ACTIONS TO TAKE:
a – In the piece on Deutschland 83 and Still Alice, what is the profession of the woman at the center of Still Alice?
b – For each statement below, say whether it agrees with the piece on Deutschland 83 and Still Alice, and quote the words from the piece that decide it.
(i) Deutschland 83 runs to eight episodes.
(ii) In Deutschland 83, the young soldier is sent undercover into the East German army.
(iii) Alice's father died in a car accident.

SOURCE DOCUMENT:
+ + +

In
the week I turned eleven, the world came closer to nuclear war than it had at
any time since the Cuban Missile Crisis ten years before I was born. NATO was
engaged in a major exercise testing their ability to respond to a nuclear
strike on the West; but the Soviets feared this was in fact the cover for a
genuine nuclear first strike against Moscow and her allies, and put their own
nuclear capability on alert.
The
events leading up to those ten extremely tense days form the backdrop of the brilliantly-woven
German drama Deutschland 83 (eight
episodes; recently shown in the UK), in which a young East German soldier is
sent undercover into the West German army as a Stasi spy.
It
is a study in ideology – how (every) ideology needs to create a (false) enemy
in order to justify its own existence – and of how our unquestioned beliefs
blind us to our own moral accountability and blind us to the people – ‘allies’
and ‘enemies’ – around us.
But
it is also a study in identity. In ‘becoming’ Moritz
Stamm, Martin Rauch takes on a double-life that calls his very identity into
question; but, in fact, living a double-life is the common motif
shared by every main character in the series, whether spy, soldier or
civilian, on either side of the Berlin Wall.
Having
just completed watching Deutschland 83,
we watched the film Still Alice,
which tells the story of a renowned linguistics professor at Columbia
University who develops early onset Alzheimer’s, and explores the impact of the
disease on her and her family. This, too, is a story about identity and, in a
particular way, leading a double-life.
The
double-life in question here is that, despite losing her mother and sister in a
car accident when she was in her late teens, and her father later on to the
alcoholism that towards the end robbed him of control of even the most basic
bodily functions, Alice has pursued her brilliant career as if she is immortal.

+ + +

RECORD SET:

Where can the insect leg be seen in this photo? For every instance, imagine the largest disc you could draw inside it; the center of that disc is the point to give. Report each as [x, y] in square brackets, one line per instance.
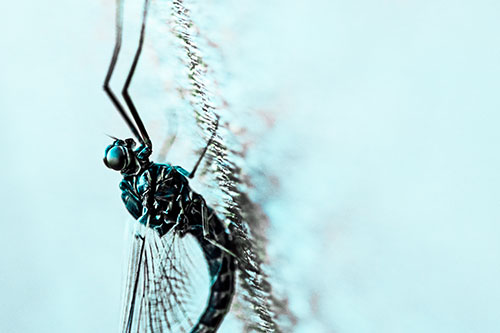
[114, 58]
[125, 93]
[191, 174]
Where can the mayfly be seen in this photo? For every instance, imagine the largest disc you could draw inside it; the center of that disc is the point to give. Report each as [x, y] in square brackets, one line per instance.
[159, 197]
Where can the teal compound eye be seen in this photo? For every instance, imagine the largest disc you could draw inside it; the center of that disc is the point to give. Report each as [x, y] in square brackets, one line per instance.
[116, 158]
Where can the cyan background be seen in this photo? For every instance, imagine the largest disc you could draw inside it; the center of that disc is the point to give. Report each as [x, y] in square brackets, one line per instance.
[384, 144]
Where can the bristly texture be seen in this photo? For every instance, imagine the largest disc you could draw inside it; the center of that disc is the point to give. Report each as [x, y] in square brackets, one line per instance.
[259, 309]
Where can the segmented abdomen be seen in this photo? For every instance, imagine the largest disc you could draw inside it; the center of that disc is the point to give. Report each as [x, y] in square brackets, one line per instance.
[222, 269]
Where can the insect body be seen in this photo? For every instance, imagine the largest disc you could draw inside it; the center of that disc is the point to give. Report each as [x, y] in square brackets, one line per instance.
[160, 198]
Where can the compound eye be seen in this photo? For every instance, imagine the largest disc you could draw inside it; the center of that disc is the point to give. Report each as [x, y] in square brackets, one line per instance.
[116, 158]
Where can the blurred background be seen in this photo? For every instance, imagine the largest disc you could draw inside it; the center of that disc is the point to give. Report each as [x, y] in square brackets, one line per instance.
[371, 130]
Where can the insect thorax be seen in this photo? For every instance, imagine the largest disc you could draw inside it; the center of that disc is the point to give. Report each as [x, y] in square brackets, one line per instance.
[174, 201]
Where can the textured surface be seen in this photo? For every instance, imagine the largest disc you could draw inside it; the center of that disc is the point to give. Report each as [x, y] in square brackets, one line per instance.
[373, 150]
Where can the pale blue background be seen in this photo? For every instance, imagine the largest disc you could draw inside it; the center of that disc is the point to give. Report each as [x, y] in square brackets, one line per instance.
[385, 145]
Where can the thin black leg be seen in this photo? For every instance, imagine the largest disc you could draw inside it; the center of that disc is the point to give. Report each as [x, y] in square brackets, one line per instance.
[114, 58]
[125, 93]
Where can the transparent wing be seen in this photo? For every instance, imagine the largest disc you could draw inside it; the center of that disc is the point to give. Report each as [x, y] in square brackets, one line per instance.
[167, 285]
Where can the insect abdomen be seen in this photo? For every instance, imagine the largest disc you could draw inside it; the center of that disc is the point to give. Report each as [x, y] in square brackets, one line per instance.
[222, 268]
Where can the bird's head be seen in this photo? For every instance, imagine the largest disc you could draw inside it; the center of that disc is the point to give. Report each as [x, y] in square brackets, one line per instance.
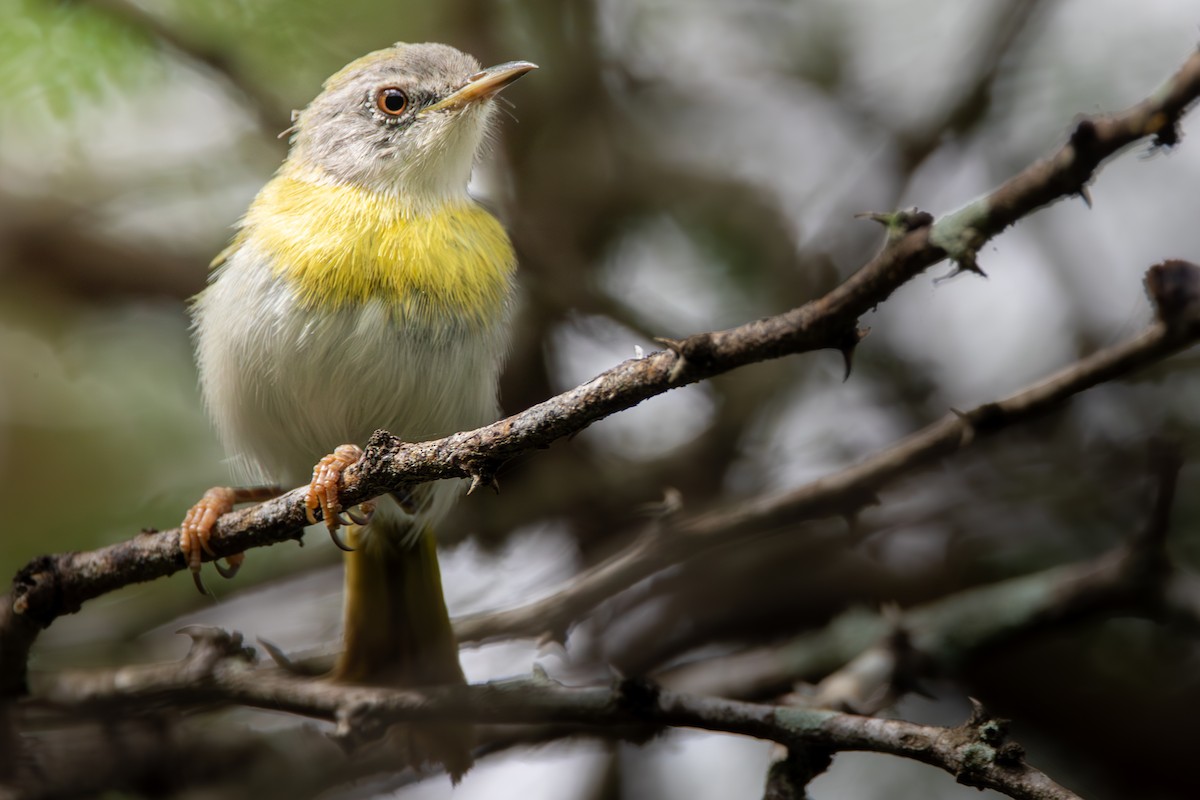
[408, 119]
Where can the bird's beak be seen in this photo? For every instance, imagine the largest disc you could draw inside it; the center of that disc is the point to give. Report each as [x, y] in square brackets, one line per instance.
[483, 85]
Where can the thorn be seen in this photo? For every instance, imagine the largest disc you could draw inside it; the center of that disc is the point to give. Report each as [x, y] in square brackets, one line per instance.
[847, 348]
[479, 479]
[670, 504]
[899, 223]
[337, 540]
[1174, 288]
[978, 713]
[681, 364]
[965, 262]
[967, 427]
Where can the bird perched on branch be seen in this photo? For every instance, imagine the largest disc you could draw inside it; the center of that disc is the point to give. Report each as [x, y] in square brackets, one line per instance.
[365, 289]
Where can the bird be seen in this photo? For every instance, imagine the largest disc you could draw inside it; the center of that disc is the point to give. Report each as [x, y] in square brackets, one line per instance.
[365, 289]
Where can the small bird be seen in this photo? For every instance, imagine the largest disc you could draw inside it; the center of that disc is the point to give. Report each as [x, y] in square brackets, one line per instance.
[366, 289]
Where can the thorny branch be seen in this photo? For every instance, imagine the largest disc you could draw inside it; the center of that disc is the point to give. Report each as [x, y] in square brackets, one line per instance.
[220, 671]
[978, 753]
[59, 584]
[841, 493]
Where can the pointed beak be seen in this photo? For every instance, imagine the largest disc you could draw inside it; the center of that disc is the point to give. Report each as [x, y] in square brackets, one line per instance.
[481, 85]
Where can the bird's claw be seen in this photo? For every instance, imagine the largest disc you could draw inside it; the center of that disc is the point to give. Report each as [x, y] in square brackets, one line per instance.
[327, 480]
[197, 529]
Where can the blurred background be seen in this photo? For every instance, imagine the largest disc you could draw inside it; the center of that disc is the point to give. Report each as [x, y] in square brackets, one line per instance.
[676, 166]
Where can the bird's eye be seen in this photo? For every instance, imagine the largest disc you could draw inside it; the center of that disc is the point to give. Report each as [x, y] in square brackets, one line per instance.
[391, 101]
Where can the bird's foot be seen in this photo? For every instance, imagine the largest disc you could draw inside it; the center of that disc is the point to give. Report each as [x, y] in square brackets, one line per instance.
[327, 480]
[196, 530]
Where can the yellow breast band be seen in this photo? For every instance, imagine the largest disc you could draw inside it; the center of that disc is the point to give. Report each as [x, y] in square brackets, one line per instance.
[342, 245]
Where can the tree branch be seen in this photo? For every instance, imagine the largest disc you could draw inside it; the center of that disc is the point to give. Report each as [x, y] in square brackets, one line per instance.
[53, 585]
[840, 493]
[220, 671]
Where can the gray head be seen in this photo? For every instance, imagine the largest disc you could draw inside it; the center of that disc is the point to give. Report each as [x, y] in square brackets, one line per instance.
[407, 119]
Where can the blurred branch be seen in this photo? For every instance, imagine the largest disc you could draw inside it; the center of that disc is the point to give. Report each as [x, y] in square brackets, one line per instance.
[58, 584]
[270, 115]
[970, 107]
[220, 671]
[883, 656]
[840, 493]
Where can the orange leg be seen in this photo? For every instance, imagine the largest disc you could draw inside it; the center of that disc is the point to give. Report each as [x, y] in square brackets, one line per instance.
[327, 479]
[197, 528]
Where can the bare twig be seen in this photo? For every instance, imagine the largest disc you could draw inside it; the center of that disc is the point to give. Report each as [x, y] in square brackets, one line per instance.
[841, 493]
[220, 672]
[54, 585]
[876, 657]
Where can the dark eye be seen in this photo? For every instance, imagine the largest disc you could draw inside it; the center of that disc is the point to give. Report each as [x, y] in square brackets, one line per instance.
[391, 101]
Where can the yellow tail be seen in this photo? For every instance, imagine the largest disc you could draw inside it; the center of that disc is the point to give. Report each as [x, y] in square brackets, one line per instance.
[397, 633]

+ + +

RESPONSES:
a – She is a renowned linguistics professor at Columbia University.

b –
(i) Yes: "eight episodes; recently shown in the UK"
(ii) No: "a young East German soldier is sent undercover into the West German army as a Stasi spy"
(iii) No: "losing her mother and sister in a car accident" and "her father later on to the alcoholism"